- _PROBLEM DETAILS_
Copy out exactly the lines from the line containing "Task: Find the shingled" to the end of the listing.

───── SUPPLIED DATA

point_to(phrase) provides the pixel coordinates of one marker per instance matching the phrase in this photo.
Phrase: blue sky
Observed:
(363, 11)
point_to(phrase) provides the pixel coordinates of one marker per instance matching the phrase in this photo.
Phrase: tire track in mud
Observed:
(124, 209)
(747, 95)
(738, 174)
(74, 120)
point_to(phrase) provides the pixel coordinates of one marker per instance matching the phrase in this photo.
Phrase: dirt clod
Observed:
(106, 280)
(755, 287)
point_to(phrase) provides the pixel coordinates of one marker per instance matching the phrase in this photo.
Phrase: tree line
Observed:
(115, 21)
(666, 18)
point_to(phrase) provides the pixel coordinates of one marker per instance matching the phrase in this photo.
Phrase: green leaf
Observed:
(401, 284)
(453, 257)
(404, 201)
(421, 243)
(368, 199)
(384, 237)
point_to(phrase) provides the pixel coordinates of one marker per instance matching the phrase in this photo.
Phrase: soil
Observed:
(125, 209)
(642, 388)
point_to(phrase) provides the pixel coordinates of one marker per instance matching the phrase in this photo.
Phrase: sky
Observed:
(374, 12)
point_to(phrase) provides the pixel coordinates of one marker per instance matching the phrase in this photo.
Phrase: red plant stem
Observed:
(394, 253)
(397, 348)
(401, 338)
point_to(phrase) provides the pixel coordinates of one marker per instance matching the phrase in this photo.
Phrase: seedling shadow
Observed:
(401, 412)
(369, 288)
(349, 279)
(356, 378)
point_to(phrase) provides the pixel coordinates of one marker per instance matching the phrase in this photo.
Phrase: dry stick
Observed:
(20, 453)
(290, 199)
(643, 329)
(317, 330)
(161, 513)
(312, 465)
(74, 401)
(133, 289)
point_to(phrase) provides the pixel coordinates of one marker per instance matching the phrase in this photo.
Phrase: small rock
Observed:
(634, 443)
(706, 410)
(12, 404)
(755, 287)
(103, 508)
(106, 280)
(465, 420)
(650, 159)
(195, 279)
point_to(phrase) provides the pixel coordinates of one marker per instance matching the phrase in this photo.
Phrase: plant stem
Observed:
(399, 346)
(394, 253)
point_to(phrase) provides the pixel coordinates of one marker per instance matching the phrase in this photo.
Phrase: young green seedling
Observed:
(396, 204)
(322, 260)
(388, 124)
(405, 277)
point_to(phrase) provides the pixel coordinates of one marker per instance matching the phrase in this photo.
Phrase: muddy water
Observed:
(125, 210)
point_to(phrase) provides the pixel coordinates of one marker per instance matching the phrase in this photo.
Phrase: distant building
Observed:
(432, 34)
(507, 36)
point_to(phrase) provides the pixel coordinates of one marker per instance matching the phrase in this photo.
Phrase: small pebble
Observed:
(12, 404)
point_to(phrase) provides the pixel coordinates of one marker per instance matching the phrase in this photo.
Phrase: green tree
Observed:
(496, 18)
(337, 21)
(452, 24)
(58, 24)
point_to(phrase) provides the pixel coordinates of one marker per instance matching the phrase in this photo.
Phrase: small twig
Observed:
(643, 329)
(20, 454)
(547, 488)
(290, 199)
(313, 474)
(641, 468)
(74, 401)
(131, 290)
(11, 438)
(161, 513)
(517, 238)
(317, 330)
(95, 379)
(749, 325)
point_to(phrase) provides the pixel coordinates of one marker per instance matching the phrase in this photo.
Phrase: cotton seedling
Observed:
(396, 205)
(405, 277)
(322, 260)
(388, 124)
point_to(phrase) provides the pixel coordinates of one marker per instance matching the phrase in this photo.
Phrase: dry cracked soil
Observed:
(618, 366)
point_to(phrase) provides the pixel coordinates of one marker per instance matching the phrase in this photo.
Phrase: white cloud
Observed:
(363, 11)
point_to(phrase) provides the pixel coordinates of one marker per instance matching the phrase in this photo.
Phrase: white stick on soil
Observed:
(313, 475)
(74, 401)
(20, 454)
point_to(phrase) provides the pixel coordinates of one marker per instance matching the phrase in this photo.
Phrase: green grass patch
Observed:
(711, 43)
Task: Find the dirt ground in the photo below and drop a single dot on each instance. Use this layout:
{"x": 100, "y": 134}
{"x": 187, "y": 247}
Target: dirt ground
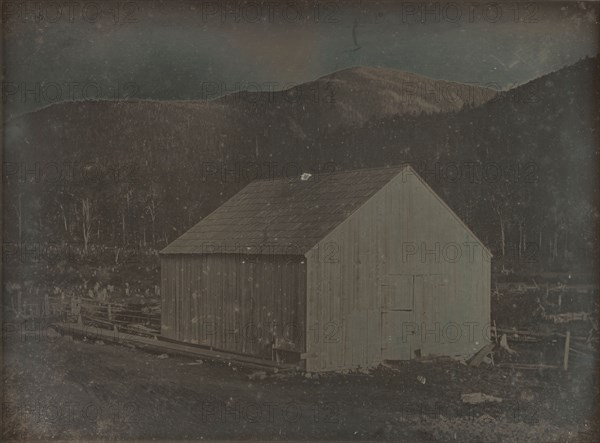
{"x": 60, "y": 388}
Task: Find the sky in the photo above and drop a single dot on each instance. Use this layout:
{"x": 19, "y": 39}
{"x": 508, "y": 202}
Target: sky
{"x": 190, "y": 50}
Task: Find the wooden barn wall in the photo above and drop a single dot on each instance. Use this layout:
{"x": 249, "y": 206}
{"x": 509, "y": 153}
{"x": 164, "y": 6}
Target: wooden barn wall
{"x": 373, "y": 247}
{"x": 234, "y": 304}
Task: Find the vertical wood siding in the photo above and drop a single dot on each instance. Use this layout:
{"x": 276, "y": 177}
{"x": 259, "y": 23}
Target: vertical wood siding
{"x": 345, "y": 296}
{"x": 235, "y": 304}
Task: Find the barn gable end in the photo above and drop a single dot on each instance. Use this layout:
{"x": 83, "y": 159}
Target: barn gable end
{"x": 342, "y": 270}
{"x": 404, "y": 240}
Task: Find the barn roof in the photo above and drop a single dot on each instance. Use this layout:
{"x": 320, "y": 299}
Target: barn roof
{"x": 283, "y": 216}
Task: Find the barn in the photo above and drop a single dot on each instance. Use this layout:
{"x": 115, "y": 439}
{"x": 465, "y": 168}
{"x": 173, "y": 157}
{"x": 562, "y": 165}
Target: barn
{"x": 330, "y": 271}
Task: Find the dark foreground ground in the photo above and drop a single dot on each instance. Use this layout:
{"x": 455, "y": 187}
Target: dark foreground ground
{"x": 58, "y": 388}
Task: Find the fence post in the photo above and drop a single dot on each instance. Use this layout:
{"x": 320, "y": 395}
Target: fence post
{"x": 566, "y": 356}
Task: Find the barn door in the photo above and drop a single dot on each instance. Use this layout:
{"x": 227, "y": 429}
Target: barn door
{"x": 397, "y": 310}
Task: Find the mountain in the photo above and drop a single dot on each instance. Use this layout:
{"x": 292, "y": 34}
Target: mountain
{"x": 177, "y": 161}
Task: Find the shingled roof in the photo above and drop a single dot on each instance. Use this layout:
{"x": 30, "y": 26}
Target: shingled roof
{"x": 282, "y": 216}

──────────

- _SOLVED EXERCISE_
Task: Find the shingled roof in the photo above and drop a single dot on each instance. Use this layout:
{"x": 30, "y": 26}
Target: shingled roof
{"x": 282, "y": 216}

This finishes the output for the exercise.